▶ STATED TASK 1
Transcribe the stretch from "Additional operators in" through "Require Import List." in the NRAEnv module text.

▶ SELECTED TEXT
* Start *

Module NRAEnv

NRAEnv is nested relational algebra, extended with operations to facilitate encoding of environment manipulation. It serves as the main intermediate language for optimization.

NRAEnv is a thin layer over the core language cNRAEnv. As cNRAEnv, NRAEnv is combinators-based, i.e., it is evaluated with only a static global environment, but no notion of local variables.

Additional operators in NRAEnv can be easily expressed in terms of the core cNRAEnv, but are useful for optimization purposes. Those operators notably include joins and group-by.

NRAEnv builds on a large body of work from the database community. For a complete treatment on nested relational algebras, we refer to Guido Moerkotte's "Building Query Compilers", Chapter 7.


Section NRAEnv.
  Require Import String.
  Require Import List.
  Require Import Compare_dec.

* End *

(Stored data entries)
* Start *

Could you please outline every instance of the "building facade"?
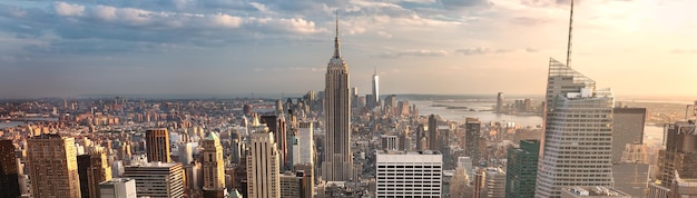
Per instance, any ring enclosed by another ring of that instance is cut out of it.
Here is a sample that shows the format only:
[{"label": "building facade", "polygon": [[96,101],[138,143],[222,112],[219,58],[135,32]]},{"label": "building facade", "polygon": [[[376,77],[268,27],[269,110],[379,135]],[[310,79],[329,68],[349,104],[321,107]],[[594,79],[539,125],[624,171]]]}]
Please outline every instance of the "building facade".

* End *

▶ STATED TASK 2
Give every line of the listing as a JSON list of strings, one string per line, with blank lines omitted and the pictures left out.

▶ TASK SOLUTION 1
Additional operators in NRAEnv can be easily expressed in terms of the core cNRAEnv, but are useful for optimization purposes. Those operators notably include joins and group-by.

NRAEnv builds on a large body of work from the database community. For a complete treatment on nested relational algebras, we refer to Guido Moerkotte's "Building Query Compilers", Chapter 7.


Section NRAEnv.
  Require Import String.
  Require Import List.

▶ TASK SOLUTION 2
[
  "Could you please outline every instance of the \"building facade\"?",
  "Per instance, any ring enclosed by another ring of that instance is cut out of it.",
  "Here is a sample that shows the format only:",
  "[{\"label\": \"building facade\", \"polygon\": [[96,101],[138,143],[222,112],[219,58],[135,32]]},{\"label\": \"building facade\", \"polygon\": [[[376,77],[268,27],[269,110],[379,135]],[[310,79],[329,68],[349,104],[321,107]],[[594,79],[539,125],[624,171]]]}]",
  "Please outline every instance of the \"building facade\"."
]